[Named object pointing rows]
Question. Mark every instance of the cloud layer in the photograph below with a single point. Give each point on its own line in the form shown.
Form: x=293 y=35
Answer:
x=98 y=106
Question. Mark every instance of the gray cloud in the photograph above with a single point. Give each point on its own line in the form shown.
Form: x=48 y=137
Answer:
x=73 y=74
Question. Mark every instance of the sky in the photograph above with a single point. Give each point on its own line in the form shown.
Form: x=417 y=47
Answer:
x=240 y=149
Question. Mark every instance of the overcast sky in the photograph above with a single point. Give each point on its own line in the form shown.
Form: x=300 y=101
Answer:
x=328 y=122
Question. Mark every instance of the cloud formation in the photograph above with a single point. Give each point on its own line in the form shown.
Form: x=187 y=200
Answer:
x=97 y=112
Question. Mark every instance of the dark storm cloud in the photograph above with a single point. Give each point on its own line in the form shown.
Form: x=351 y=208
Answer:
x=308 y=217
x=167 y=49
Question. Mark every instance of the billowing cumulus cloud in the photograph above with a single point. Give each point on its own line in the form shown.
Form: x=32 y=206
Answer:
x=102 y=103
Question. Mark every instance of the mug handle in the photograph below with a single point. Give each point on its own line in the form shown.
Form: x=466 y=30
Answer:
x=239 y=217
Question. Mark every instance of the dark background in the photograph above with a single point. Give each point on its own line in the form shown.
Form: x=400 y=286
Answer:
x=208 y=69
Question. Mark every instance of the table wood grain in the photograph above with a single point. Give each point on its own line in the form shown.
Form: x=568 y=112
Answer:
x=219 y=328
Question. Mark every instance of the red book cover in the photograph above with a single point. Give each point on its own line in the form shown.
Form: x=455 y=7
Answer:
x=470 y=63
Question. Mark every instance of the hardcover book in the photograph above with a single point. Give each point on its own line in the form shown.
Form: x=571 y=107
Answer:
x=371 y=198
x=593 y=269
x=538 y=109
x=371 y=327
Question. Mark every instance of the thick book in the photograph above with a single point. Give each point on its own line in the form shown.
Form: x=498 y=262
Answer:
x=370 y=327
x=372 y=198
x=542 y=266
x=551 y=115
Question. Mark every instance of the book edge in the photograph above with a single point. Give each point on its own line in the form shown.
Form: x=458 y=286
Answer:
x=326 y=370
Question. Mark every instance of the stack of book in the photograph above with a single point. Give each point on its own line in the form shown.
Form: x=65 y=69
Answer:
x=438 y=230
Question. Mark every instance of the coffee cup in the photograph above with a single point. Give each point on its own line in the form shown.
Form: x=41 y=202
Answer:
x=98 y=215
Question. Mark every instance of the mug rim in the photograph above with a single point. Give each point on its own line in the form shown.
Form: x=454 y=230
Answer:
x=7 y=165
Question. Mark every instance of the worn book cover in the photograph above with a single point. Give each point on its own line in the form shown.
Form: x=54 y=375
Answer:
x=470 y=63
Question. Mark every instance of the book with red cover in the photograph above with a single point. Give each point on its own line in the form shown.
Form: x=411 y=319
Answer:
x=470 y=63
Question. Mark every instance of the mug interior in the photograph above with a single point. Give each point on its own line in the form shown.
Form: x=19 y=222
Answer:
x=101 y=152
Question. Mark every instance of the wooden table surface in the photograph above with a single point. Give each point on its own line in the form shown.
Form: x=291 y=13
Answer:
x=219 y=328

==

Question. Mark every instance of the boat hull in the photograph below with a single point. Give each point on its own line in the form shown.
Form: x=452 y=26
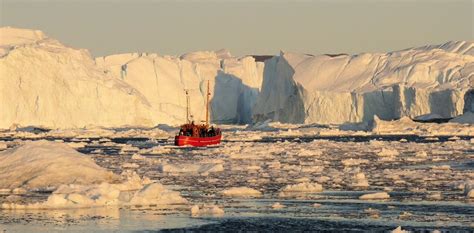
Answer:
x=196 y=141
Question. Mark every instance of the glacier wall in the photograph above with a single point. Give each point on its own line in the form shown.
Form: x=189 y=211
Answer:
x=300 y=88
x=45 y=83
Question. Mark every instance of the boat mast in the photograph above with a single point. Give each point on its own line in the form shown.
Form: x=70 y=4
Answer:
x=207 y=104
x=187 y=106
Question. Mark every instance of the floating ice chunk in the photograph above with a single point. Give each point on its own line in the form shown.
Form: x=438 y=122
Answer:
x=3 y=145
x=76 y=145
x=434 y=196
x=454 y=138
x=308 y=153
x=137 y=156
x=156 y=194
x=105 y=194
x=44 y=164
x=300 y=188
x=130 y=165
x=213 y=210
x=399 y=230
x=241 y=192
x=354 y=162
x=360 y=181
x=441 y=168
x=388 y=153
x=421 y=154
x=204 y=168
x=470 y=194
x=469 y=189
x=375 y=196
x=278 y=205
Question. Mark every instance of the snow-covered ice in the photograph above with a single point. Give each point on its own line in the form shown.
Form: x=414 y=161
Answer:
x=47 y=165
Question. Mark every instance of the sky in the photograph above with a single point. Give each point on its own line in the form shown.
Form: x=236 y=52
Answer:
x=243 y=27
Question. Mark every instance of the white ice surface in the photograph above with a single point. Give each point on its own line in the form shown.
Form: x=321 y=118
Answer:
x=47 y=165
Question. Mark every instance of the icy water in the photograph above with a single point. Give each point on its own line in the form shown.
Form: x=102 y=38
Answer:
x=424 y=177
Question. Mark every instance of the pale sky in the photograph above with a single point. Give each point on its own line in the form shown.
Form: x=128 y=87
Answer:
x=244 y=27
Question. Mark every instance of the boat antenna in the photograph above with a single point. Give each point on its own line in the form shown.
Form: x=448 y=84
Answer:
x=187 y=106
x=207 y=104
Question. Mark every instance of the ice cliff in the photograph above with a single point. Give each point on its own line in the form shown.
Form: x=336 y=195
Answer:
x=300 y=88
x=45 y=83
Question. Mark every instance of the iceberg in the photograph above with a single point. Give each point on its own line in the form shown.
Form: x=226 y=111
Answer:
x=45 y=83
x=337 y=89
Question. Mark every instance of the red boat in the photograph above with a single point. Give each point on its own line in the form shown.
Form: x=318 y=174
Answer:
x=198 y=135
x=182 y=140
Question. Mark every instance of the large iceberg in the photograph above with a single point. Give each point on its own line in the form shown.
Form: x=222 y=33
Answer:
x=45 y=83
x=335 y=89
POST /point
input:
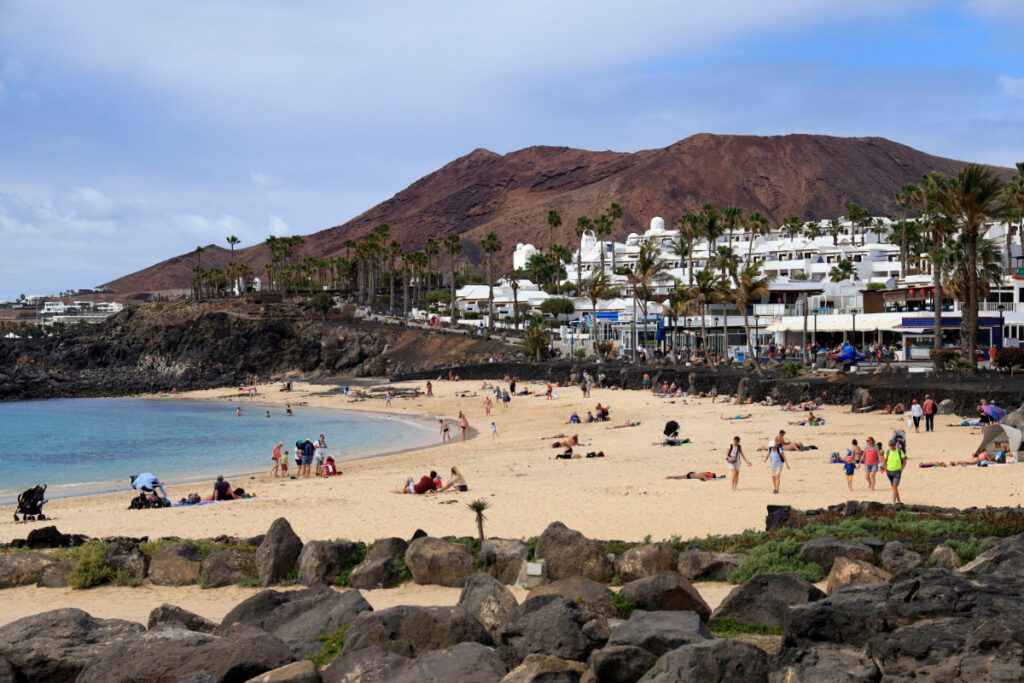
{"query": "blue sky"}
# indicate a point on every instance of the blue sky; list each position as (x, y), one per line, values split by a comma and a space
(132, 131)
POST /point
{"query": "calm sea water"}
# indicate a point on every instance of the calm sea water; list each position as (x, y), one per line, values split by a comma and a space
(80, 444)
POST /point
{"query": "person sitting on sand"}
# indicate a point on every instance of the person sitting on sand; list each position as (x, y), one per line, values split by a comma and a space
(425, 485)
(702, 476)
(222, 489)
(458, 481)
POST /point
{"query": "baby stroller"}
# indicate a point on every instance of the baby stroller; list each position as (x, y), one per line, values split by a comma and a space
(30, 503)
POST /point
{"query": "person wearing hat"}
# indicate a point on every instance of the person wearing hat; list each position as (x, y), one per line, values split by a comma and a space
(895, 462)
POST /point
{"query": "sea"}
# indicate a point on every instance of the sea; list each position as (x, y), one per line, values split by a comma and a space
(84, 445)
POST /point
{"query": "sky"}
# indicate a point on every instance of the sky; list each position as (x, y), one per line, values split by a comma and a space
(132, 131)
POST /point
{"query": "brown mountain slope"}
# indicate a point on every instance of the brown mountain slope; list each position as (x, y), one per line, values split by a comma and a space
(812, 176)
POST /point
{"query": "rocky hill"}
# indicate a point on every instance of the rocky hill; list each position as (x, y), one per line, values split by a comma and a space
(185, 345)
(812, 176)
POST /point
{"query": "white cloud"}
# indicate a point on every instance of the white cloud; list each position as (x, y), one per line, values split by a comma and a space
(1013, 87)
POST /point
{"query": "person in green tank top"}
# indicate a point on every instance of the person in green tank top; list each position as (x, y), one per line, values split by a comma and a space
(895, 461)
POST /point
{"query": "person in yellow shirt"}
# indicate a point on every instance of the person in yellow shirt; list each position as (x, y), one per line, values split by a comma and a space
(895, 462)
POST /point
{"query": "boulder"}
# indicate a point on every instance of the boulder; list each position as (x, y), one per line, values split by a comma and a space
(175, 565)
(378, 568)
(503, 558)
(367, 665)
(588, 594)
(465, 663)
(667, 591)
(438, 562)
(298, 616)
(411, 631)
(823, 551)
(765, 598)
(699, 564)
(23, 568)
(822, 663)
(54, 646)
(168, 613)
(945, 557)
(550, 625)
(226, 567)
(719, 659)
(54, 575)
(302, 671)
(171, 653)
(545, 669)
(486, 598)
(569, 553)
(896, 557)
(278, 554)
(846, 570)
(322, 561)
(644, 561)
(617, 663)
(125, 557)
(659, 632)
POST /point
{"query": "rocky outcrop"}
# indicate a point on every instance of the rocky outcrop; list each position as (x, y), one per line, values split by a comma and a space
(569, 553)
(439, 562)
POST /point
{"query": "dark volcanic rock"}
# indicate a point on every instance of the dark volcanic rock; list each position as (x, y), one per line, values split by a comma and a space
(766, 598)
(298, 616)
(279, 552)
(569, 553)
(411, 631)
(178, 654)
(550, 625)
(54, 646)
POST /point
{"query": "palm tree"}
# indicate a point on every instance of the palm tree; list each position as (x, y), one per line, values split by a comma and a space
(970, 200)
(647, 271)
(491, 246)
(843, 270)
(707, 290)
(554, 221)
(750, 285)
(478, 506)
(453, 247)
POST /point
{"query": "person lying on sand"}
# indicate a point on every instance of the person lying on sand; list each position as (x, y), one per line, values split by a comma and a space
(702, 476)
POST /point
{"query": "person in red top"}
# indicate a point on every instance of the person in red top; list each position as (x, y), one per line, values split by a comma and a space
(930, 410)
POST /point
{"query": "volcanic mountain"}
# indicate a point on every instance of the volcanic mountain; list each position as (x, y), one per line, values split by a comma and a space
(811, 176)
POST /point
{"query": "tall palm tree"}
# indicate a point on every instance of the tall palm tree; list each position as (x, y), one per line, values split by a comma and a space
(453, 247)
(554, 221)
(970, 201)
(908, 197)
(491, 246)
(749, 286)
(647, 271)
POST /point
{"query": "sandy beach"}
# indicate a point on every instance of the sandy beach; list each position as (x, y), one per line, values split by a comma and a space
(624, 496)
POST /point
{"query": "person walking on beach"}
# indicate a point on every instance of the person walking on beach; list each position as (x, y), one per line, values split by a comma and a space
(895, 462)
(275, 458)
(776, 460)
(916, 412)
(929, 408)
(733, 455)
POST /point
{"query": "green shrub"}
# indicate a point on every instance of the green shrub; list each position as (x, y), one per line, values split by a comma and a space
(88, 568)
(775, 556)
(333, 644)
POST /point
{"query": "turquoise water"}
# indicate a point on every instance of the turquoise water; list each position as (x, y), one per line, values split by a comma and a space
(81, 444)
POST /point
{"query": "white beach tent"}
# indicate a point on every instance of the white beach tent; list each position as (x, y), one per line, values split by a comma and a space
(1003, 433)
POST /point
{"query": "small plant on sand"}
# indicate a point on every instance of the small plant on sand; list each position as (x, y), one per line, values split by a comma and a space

==

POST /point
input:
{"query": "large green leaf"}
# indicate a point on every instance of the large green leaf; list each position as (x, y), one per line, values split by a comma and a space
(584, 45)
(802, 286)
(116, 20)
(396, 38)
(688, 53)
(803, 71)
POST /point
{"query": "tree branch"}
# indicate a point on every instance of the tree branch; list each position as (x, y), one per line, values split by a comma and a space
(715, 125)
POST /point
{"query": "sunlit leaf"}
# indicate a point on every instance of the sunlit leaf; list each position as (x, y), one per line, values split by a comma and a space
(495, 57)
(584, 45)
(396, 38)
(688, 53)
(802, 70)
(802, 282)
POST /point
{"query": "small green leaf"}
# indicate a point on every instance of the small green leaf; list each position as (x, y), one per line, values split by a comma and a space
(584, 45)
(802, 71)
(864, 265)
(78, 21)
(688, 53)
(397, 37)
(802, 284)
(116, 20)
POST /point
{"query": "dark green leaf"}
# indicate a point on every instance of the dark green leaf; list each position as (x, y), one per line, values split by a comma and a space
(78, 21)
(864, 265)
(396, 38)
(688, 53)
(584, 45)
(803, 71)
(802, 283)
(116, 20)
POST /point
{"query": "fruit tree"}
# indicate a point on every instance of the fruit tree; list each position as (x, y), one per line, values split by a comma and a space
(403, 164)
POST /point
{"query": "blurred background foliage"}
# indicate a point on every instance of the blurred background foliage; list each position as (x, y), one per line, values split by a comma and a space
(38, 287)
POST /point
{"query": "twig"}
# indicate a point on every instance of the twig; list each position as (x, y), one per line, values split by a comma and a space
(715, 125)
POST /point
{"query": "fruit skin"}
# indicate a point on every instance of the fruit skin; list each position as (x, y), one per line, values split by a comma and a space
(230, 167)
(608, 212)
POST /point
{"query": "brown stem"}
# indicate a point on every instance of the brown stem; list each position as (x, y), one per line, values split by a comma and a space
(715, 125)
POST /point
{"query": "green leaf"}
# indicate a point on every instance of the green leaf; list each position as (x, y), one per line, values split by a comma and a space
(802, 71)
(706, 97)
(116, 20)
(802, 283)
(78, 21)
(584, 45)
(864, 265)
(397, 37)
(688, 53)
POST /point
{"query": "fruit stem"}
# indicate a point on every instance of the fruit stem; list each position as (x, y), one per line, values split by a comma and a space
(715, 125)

### WHAT THE TASK ASKS
Repeat the rows above word for word, starting at the line that contains "Question. Mark every instance of the floating" and ending after the line that contains "x=469 y=189".

### IN RESPONSE
Question. Mark every instance of the floating ice chunk in the photograph above with a single point. Give each point on its own line in the form shown.
Form: x=438 y=122
Answer:
x=3 y=145
x=76 y=145
x=434 y=196
x=454 y=138
x=308 y=153
x=137 y=156
x=156 y=194
x=105 y=194
x=44 y=164
x=300 y=188
x=130 y=165
x=213 y=210
x=399 y=230
x=241 y=192
x=354 y=162
x=360 y=181
x=441 y=168
x=388 y=153
x=421 y=154
x=204 y=168
x=470 y=194
x=469 y=189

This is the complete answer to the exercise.